▶ _Page text_:
━━━

UndergroundSystem undergroundSystem = new UndergroundSystem();
undergroundSystem.checkIn(10, "Leyton", 3);
undergroundSystem.checkOut(10, "Paradise", 8);
undergroundSystem.getAverageTime("Leyton", "Paradise"); // return 5.00000
undergroundSystem.checkIn(5, "Leyton", 10);
undergroundSystem.checkOut(5, "Paradise", 16);
undergroundSystem.getAverageTime("Leyton", "Paradise"); // return 5.50000
undergroundSystem.checkIn(2, "Leyton", 21);
undergroundSystem.checkOut(2, "Paradise", 30);
undergroundSystem.getAverageTime("Leyton", "Paradise"); // return 6.66667

Constraints:
There will be at most 20000 operations.
1 <= id, t <= 10^6
All strings consist of uppercase, lowercase English letters and digits.

━━━

▶ _Things to do_:
[A] Answer these questions from the underground system text, one line each:
(i) What does the last getAverageTime call return?
(ii) At most how many operations will there be?
(iii) What may the strings consist of?
[B] Summarize the underground system text in two sentences.
[C] Carry the underground system text forward from its final line.

━━━

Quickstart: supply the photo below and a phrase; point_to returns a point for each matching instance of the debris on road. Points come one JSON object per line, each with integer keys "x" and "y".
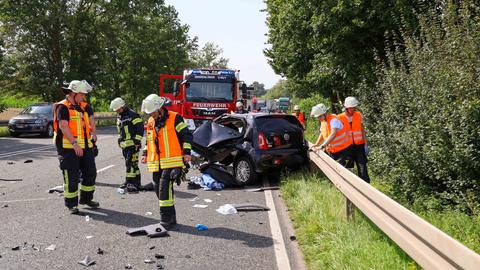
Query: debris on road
{"x": 154, "y": 230}
{"x": 87, "y": 261}
{"x": 11, "y": 180}
{"x": 227, "y": 209}
{"x": 58, "y": 189}
{"x": 261, "y": 189}
{"x": 201, "y": 227}
{"x": 250, "y": 207}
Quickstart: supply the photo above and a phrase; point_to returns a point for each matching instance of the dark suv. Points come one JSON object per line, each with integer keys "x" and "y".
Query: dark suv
{"x": 36, "y": 118}
{"x": 255, "y": 143}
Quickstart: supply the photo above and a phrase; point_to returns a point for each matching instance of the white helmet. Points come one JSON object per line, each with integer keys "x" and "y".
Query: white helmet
{"x": 117, "y": 104}
{"x": 152, "y": 103}
{"x": 350, "y": 102}
{"x": 77, "y": 86}
{"x": 318, "y": 110}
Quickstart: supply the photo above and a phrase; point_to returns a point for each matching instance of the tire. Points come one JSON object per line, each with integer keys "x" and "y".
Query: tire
{"x": 244, "y": 171}
{"x": 49, "y": 131}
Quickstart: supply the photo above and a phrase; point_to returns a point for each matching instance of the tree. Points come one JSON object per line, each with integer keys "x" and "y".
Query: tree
{"x": 208, "y": 57}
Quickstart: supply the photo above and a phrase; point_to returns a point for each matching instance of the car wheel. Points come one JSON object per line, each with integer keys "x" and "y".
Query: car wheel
{"x": 49, "y": 131}
{"x": 244, "y": 171}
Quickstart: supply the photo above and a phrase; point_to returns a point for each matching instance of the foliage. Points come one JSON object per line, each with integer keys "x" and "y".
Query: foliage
{"x": 329, "y": 46}
{"x": 423, "y": 115}
{"x": 208, "y": 57}
{"x": 118, "y": 46}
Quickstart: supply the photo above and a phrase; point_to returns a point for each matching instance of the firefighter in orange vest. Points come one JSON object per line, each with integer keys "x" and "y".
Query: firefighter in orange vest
{"x": 353, "y": 120}
{"x": 167, "y": 150}
{"x": 75, "y": 133}
{"x": 300, "y": 116}
{"x": 334, "y": 136}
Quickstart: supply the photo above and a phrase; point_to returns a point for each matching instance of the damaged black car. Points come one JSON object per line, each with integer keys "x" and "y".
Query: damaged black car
{"x": 254, "y": 143}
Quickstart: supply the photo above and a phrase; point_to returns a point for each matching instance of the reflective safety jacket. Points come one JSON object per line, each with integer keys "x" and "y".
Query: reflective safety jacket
{"x": 342, "y": 138}
{"x": 130, "y": 128}
{"x": 167, "y": 141}
{"x": 355, "y": 127}
{"x": 78, "y": 124}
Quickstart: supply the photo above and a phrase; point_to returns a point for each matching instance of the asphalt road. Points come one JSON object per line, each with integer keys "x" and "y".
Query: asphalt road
{"x": 30, "y": 214}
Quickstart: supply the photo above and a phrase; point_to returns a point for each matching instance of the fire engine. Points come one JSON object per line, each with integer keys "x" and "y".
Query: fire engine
{"x": 202, "y": 94}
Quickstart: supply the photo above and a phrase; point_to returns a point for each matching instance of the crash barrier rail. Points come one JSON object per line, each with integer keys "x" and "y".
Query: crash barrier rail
{"x": 427, "y": 245}
{"x": 4, "y": 123}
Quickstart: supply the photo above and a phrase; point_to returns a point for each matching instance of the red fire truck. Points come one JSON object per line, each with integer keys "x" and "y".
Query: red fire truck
{"x": 202, "y": 94}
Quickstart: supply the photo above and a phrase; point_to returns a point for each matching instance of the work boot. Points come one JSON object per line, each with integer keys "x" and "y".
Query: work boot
{"x": 92, "y": 203}
{"x": 73, "y": 210}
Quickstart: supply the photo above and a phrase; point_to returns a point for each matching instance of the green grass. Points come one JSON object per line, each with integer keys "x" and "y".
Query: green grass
{"x": 329, "y": 241}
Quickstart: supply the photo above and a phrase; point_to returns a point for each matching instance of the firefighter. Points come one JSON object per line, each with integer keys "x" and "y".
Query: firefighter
{"x": 353, "y": 119}
{"x": 300, "y": 116}
{"x": 130, "y": 131}
{"x": 334, "y": 137}
{"x": 75, "y": 130}
{"x": 167, "y": 150}
{"x": 239, "y": 108}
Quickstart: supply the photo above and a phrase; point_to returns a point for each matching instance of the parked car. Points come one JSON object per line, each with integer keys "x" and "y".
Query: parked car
{"x": 36, "y": 118}
{"x": 255, "y": 143}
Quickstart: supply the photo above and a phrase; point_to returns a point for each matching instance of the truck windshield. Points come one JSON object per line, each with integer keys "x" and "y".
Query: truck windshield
{"x": 210, "y": 91}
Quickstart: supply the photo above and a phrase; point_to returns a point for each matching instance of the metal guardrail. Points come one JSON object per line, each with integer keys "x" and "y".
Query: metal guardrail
{"x": 426, "y": 244}
{"x": 4, "y": 123}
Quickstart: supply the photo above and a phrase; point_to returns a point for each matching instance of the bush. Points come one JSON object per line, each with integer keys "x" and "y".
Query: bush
{"x": 424, "y": 114}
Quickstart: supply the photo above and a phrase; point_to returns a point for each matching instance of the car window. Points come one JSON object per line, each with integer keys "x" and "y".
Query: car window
{"x": 38, "y": 109}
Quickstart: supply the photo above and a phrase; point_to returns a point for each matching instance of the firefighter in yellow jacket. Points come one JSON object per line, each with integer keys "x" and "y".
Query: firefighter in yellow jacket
{"x": 334, "y": 137}
{"x": 75, "y": 130}
{"x": 167, "y": 150}
{"x": 353, "y": 120}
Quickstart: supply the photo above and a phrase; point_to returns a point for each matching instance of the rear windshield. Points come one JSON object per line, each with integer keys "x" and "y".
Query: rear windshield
{"x": 278, "y": 122}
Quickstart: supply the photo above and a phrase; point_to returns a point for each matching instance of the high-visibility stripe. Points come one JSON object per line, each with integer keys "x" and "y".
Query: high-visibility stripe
{"x": 180, "y": 126}
{"x": 136, "y": 121}
{"x": 187, "y": 146}
{"x": 87, "y": 188}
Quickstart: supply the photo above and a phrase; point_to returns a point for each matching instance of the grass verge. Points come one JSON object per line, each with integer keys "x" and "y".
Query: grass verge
{"x": 329, "y": 241}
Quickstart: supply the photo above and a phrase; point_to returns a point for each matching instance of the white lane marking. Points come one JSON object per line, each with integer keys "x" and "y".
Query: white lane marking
{"x": 30, "y": 200}
{"x": 106, "y": 168}
{"x": 278, "y": 244}
{"x": 26, "y": 151}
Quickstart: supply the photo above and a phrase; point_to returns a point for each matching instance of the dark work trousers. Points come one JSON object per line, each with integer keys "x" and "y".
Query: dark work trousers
{"x": 360, "y": 159}
{"x": 164, "y": 190}
{"x": 342, "y": 156}
{"x": 131, "y": 163}
{"x": 71, "y": 166}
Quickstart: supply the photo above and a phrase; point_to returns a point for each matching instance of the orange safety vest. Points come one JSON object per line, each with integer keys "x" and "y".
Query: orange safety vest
{"x": 342, "y": 137}
{"x": 76, "y": 122}
{"x": 163, "y": 147}
{"x": 356, "y": 127}
{"x": 300, "y": 116}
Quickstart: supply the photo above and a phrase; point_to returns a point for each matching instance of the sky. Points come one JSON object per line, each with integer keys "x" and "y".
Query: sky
{"x": 238, "y": 27}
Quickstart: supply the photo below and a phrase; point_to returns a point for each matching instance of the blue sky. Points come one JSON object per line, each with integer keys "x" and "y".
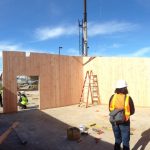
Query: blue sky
{"x": 115, "y": 27}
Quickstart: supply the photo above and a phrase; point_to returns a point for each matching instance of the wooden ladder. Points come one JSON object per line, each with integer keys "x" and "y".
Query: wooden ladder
{"x": 90, "y": 88}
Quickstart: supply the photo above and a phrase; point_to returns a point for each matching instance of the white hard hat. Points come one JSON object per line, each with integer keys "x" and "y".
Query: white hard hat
{"x": 121, "y": 84}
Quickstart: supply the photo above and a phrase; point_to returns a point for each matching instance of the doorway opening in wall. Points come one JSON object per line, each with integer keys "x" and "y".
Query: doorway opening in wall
{"x": 28, "y": 87}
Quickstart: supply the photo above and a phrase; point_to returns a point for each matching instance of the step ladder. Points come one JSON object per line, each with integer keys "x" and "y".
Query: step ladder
{"x": 90, "y": 90}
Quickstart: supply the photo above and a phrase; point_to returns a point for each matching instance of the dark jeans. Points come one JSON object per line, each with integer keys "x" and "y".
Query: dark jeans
{"x": 122, "y": 135}
{"x": 22, "y": 106}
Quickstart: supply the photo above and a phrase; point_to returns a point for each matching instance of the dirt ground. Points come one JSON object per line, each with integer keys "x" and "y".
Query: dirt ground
{"x": 47, "y": 129}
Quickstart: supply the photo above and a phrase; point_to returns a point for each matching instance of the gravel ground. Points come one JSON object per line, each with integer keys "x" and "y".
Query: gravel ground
{"x": 47, "y": 129}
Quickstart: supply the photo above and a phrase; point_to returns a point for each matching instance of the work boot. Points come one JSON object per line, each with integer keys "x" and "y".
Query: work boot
{"x": 117, "y": 147}
{"x": 125, "y": 147}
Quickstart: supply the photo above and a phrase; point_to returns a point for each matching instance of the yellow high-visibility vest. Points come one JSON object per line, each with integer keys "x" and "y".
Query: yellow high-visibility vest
{"x": 126, "y": 105}
{"x": 24, "y": 100}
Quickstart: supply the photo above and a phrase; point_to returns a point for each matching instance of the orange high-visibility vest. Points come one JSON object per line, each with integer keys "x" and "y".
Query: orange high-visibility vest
{"x": 124, "y": 105}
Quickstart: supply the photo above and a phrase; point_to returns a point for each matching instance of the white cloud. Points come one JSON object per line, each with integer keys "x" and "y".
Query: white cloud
{"x": 110, "y": 28}
{"x": 94, "y": 29}
{"x": 141, "y": 52}
{"x": 49, "y": 33}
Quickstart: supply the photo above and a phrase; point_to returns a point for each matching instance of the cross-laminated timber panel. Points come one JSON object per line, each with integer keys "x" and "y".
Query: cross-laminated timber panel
{"x": 61, "y": 78}
{"x": 136, "y": 71}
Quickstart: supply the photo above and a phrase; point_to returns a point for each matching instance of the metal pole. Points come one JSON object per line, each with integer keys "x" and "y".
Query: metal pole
{"x": 85, "y": 53}
{"x": 60, "y": 47}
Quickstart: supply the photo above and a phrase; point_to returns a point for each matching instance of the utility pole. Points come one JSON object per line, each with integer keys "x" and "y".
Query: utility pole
{"x": 60, "y": 47}
{"x": 85, "y": 45}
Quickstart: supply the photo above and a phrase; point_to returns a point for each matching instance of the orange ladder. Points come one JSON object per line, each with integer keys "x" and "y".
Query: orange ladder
{"x": 90, "y": 88}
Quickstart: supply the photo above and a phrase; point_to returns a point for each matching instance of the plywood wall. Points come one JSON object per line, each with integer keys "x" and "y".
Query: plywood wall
{"x": 60, "y": 77}
{"x": 136, "y": 71}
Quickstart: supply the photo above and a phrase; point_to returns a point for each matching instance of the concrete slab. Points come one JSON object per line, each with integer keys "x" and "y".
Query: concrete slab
{"x": 47, "y": 129}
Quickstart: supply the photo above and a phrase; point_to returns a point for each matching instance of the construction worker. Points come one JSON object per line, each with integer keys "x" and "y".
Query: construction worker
{"x": 23, "y": 100}
{"x": 121, "y": 100}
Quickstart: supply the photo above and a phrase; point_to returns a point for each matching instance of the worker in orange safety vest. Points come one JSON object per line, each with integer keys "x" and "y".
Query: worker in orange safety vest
{"x": 121, "y": 100}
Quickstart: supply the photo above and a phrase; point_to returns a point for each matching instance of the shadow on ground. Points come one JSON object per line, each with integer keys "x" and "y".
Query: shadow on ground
{"x": 44, "y": 132}
{"x": 143, "y": 141}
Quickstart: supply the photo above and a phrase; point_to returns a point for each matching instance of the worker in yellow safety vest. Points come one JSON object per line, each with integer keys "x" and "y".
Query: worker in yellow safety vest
{"x": 121, "y": 100}
{"x": 23, "y": 100}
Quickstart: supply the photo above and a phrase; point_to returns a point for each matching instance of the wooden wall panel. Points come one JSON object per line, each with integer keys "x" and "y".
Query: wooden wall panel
{"x": 135, "y": 71}
{"x": 58, "y": 79}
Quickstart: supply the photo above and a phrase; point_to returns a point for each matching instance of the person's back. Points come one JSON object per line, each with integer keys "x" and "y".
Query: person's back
{"x": 23, "y": 101}
{"x": 121, "y": 100}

━━━

▶ _Expected responses_:
[A]
(i) 6.66667
(ii) 20000
(iii) Uppercase and lowercase English letters and digits

[B] An UndergroundSystem object checks in and checks out three trips from Leyton to Paradise, and getAverageTime("Leyton", "Paradise") returns 5.00000, then 5.50000, then 6.66667. The constraints allow at most 20000 operations, keep id and t between 1 and 10^6, and limit strings to uppercase and lowercase English letters and digits.

[C]
1 <= stationName.length <= 10
Answers within 10^-5 of the actual value will be accepted as correct.

Hints:
Use two hash tables. The first to save the check-in time for a customer and the second to update the total time between two stations.

Design a Underground System using C++ unordered_map

We can use hashmaps to remember a number of things: time in/out, place in/out, the number of occurences between same stops, and the latest average. In C++, we use unordered_map to store the key-value pairs (internally implemented as a hash map).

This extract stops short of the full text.